┏━━

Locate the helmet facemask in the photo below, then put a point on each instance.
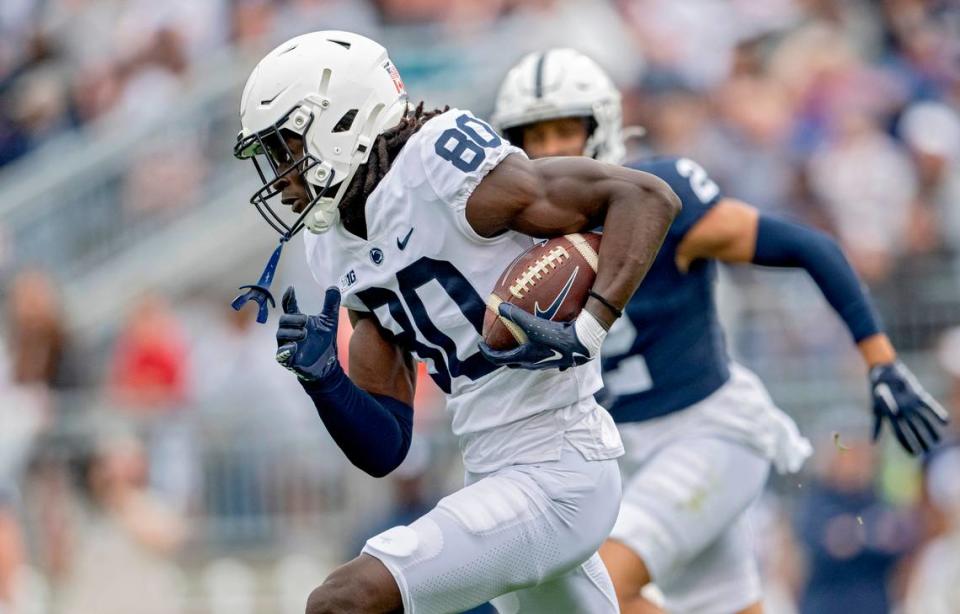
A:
(275, 163)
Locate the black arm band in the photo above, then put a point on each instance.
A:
(606, 303)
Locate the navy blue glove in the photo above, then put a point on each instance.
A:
(307, 345)
(550, 345)
(900, 399)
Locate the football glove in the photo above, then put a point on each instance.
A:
(912, 413)
(307, 345)
(549, 345)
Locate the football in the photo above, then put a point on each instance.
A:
(549, 280)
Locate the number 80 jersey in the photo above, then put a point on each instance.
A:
(424, 274)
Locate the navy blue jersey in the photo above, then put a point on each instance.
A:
(667, 352)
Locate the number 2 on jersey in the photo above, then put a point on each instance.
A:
(464, 145)
(630, 374)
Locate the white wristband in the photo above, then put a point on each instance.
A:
(590, 332)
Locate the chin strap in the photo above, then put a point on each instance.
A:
(260, 292)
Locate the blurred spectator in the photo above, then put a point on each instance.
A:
(149, 369)
(123, 561)
(931, 130)
(41, 351)
(934, 586)
(868, 186)
(852, 538)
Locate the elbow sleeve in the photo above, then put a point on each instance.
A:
(785, 244)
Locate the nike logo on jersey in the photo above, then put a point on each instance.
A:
(402, 244)
(551, 311)
(556, 355)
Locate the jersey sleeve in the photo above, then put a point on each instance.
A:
(697, 191)
(457, 150)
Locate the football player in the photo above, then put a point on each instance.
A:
(700, 431)
(412, 216)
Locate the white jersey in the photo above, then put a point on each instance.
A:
(425, 274)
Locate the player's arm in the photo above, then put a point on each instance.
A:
(555, 196)
(370, 413)
(734, 231)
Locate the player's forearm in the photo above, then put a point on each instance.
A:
(785, 244)
(877, 350)
(635, 223)
(374, 431)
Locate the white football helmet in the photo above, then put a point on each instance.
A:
(338, 91)
(562, 83)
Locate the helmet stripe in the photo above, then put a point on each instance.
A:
(538, 75)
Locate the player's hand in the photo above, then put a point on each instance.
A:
(307, 345)
(550, 345)
(912, 413)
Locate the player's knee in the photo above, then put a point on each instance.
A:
(355, 588)
(627, 570)
(332, 598)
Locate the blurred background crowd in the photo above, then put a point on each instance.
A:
(153, 458)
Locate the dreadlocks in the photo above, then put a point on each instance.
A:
(386, 147)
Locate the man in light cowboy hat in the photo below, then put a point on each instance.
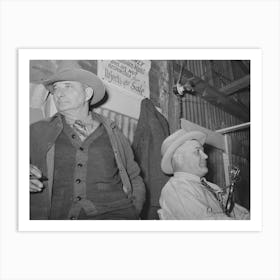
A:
(82, 166)
(187, 195)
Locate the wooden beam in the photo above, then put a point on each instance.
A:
(215, 97)
(236, 85)
(214, 139)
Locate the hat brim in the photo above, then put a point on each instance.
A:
(166, 162)
(82, 76)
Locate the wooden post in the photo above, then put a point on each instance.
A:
(227, 158)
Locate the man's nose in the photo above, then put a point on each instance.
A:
(60, 92)
(204, 155)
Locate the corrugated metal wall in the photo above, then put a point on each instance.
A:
(199, 111)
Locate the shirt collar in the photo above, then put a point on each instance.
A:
(187, 176)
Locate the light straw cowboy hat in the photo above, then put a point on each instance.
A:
(174, 141)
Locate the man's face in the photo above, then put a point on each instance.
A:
(192, 158)
(68, 95)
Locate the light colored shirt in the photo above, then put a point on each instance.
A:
(185, 198)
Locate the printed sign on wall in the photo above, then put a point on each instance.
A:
(129, 75)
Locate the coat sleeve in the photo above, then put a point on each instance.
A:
(133, 172)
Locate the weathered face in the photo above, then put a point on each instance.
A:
(68, 95)
(191, 158)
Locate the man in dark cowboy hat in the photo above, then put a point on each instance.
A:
(82, 166)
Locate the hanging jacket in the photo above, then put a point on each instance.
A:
(152, 129)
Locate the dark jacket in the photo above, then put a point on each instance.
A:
(43, 135)
(152, 129)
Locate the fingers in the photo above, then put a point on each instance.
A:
(35, 171)
(36, 185)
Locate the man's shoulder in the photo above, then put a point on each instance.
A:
(43, 124)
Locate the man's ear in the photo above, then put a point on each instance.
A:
(89, 93)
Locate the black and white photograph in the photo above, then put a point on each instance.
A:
(139, 140)
(182, 153)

┗━━

▶ [Required work]: Exactly as written, copy the entries above without their pictures.

▶ [Answer to the exercise]:
Locate the helmet facemask in the photo below, then put a point on each instance.
A:
(275, 163)
Locate the black arm band in the photo above, then put a point on each instance.
A:
(606, 303)
Locate the navy blue glove in the photo above, then put a point on each instance.
A:
(307, 345)
(550, 345)
(900, 399)
Locate the football glove in the photo above, then put a point on each instance.
A:
(912, 413)
(307, 345)
(549, 345)
Locate the football in the photo above, then put a point on each instance.
A:
(549, 280)
Locate the number 80 jersey in the photo above, then put a point on each instance.
A:
(424, 274)
Locate the navy blue jersey in the photo above, then put a point on each instance.
A:
(667, 352)
Locate the number 2 on jersey in the photo above, then put a point on each instance.
A:
(464, 145)
(630, 374)
Locate the white wristband in the photo above, then put a point on each instance.
A:
(590, 332)
Locate the chin strap in the photo above, then put a point on each instance.
A:
(260, 292)
Locate the blurred spectator in the photo above, then put a point on each instance.
A:
(149, 369)
(123, 561)
(931, 130)
(41, 351)
(934, 586)
(868, 186)
(852, 538)
Locate the elbow sleeve in the photo above, then put a point on each instance.
A:
(785, 244)
Locate the nike logo on jersey in the photo above, then put a point on each instance.
A:
(402, 244)
(551, 311)
(556, 355)
Locate the jersey sleeve in the photo above, then put a point on each instance.
A:
(697, 191)
(457, 150)
Locate the football player in the photo above, then put a point on each instance.
A:
(700, 431)
(412, 216)
Locate the white jersey in the photo above, then put a point on each instance.
A:
(425, 274)
Locate the player's arm in the photo above, then put a point on each instance.
A:
(555, 196)
(370, 413)
(734, 231)
Locate the player's forearm in the photo above, then put a point on each instance.
A:
(785, 244)
(877, 350)
(635, 223)
(374, 431)
Locate the white football helmet in the photo above, then put a point on each instance.
A:
(338, 91)
(562, 83)
Locate the helmet stripe in the photo above, then put a point on each instance.
A:
(538, 75)
Locate the player's hand in the photo above, then put a point on each instance.
A:
(307, 345)
(550, 345)
(912, 413)
Locate the player's knee in the photo above, then put a point on each instance.
A:
(355, 588)
(627, 570)
(332, 598)
Locate the blurred background crowd in the photo above, then put a point on each instance.
A:
(153, 458)
Locate the dreadlocks in the photo above, then put a point on each instance.
A:
(386, 147)
Locate the man in light cowboy hat in the photo below, then put a point on each instance.
A:
(82, 166)
(187, 195)
Locate the wooden beam in the photo above, then put a point on each instance.
A:
(215, 97)
(236, 85)
(214, 139)
Locate the hat brim in the photo above, then put a point on each instance.
A:
(166, 162)
(82, 76)
Locate the wooden post in the photo above, then put a point on each instance.
A:
(227, 158)
Locate the man's nose in the photo above, then put a point on each instance.
A:
(60, 92)
(204, 155)
Locate the corrugated metal wall in the photo above, then put a point on each instance.
A:
(199, 111)
Locate the shirt collar in the photo above, then put a point on each instance.
A:
(187, 176)
Locate the light straw cowboy hat in the photo above, then put a point on each instance.
A:
(174, 141)
Locate the man's face in the photo above, then put a point on each instance.
A:
(192, 158)
(68, 95)
Locate the light colored shirt in the photo above, then put a point on each instance.
A:
(185, 198)
Locate the printed sign on wall in the photo above, then put a point on each instance.
A:
(129, 75)
Locate the coat sleeve in the photo above, then put a point on each instance.
A:
(133, 172)
Locate the weathered face in the photo above, then put a point on each instance.
A:
(68, 95)
(191, 158)
Locate the man in dark cowboy hat in the photo above, then put a point on each instance.
A:
(82, 166)
Locate the hanging jacket in the photo above, then put a point on each instance.
A:
(152, 129)
Locate the dark jacket in the photo above, then put a point on each instance.
A:
(43, 135)
(152, 129)
Locate the fingers in the photo above, then put a point on each instance.
A:
(35, 171)
(36, 185)
Locate the man's shoulder in the photo above, then put a point on each instance.
A:
(43, 124)
Locate the man's ear in the photo above, then put a point on each instance.
A:
(89, 93)
Locate the black and white photograph in the photo above, then put a point on each instance.
A:
(139, 140)
(182, 153)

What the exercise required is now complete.